▸ **Set exercise 1**
Change "Internet" to "web" in the cmake article, then give back everything from "The Internet provides" down to "the command line?".
▸ **Set exercise 2**
Please write the next part of the cmake article, starting after its last sentence.

▸ **Page text**
'''

Learning and Understanding „cmake“

Motivation

Recently I was faced with an annoying problem related to programming the RP2xxx controllers on any Raspberry Pi using the Arduino IDE.

Only the version1.x is available and not version 2.x which has a couple of quite useful features.

Yes, VsCode or Eclipse may be used, but for my use cases they provide a plethora of functions from which I am only using a tiny fraction.

And following an attempt of using the most simple tools I wanted to use only an editor (worst case “vi” 😇) and the command line.

In the Windows world Notepad++ would be a good choice, but I am in the ***IX world.

A first decision:

Use Geany like an IDE

Making this choice was quite simple.
Geany provides syntax highlighting for many languages and I was using it for SQL and executing scripts from within Geany.

Geany also provides a „Terminal“ which avoids to open a separate „xterm“.

Re-arranging the „Terminal“ makes Geany almost looking like an IDE.

Sometimes I want to access this Geany from a different PC.

Because the Raspberry Pi is „headless“ there are two possibilities to do that:

Enable remote access on the Raspberry Pi and use the TigerVNC viewer
or
connect to the Raspberry Pi via „ssh -X“ and start Geany.

You will be confronted with the situation Geany doesn’t show up.

The Internet provides the answer: Geany requires special treatment.

You have to start Geany with ‘GDK_BACKEND=x11 geany &’.

By adding an alias in „.bashrc“ this can be made pratical.

alias rmt_geany='GDK_BACKEND=x11 geany &'

Now, you can „ssh -X“ to the raspberry Pi and start Geany with „rmt_geany“.

But what to do in Geany on the command line?

Reading the Raspberry Pi PICO SDK manuals and observing the examples and libraries leads to „cmake“.

VsCode is using „cmake“, too, but I want to use the command line and want to understand how „cmake“ works.

This leads to Learn „cmake“!

„cmake“ is not a programming language.

„cmake“ helps to build an executable from many different sources.

'''

▸ **Stored data**
'''

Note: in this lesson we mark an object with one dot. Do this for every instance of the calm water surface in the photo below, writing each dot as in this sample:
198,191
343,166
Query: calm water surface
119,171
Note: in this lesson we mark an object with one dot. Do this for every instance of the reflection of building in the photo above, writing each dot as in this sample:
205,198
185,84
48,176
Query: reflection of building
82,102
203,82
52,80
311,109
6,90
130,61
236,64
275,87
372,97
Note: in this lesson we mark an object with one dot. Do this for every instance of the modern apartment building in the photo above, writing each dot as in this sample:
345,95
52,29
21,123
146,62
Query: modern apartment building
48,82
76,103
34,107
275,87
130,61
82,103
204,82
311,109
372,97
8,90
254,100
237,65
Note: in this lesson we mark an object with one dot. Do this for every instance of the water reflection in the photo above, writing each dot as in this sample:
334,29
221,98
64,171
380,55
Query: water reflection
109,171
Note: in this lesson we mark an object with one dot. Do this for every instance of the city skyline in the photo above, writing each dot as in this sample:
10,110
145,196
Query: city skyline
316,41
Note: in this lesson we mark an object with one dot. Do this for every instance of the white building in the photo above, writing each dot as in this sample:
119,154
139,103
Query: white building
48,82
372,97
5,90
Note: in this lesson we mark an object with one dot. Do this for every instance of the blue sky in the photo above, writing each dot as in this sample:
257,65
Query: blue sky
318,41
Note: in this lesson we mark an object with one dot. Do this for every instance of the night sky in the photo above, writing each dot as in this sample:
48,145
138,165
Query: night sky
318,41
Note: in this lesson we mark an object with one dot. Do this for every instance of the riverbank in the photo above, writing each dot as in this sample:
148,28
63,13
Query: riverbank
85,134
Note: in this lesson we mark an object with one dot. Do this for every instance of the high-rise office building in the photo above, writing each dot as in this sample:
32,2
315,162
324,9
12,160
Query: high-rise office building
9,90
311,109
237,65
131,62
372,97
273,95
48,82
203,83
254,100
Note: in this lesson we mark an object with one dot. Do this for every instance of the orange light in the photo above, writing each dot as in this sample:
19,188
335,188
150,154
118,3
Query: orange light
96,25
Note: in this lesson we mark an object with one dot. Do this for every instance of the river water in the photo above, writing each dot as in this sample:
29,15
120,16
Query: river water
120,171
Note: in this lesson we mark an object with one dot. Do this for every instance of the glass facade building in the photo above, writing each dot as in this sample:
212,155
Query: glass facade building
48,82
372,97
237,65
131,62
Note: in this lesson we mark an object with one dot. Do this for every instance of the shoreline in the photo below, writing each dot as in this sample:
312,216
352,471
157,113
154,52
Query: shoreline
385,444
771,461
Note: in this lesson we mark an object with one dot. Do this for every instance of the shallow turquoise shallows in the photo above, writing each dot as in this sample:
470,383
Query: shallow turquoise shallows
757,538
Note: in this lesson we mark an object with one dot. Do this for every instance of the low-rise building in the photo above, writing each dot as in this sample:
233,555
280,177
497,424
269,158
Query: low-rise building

'''

▸ **Task answer 1**
The web provides the answer: Geany requires special treatment.

You have to start Geany with ‘GDK_BACKEND=x11 geany &’.

By adding an alias in „.bashrc“ this can be made pratical.

alias rmt_geany='GDK_BACKEND=x11 geany &'

Now, you can „ssh -X“ to the raspberry Pi and start Geany with „rmt_geany“.

But what to do in Geany on the command line?

▸ **Task answer 2**
In my case the executable will be loaded onto an RP2xxx processor doing something useful.

Learning „cmake“ basics can be done with native „C/C++“ code on Linux.

Later the knowledge may be adapted to cross compiling code for the RP2xxx.

Even developing on a Raspberry Pi is „cross compiling“. because they have a different architecture,

There are many so called “tutorials” available out there in the wild that choosing one should lead you towards the one offered by the original people from cmake:
Getting started with „cmake“ at cmake.org

Working through these tutorials is helping to understand „cmake“, but is diving quite quick into the depth of available possibilities causing frustration.

There is no debugger available!

After the first chapters I found what I needed to start with:
the function „message()“!

You will find out quite quick „cmake“ is using many „CMakeLists.txt“ files constructing a configuration.
And there are really many of them!

Remember The Program:

#include <stdio.h>
main()
{
	printf(“hello world\n);
}

#include <stdio.h>

main()

{

printf(“hello world\n);

}

It should show what the computer has been commanded to do:
„Print the words: hello world“.

With „cmake“ we may want to see which parameter value is used by a certain command?
Or which directory is used to find a library?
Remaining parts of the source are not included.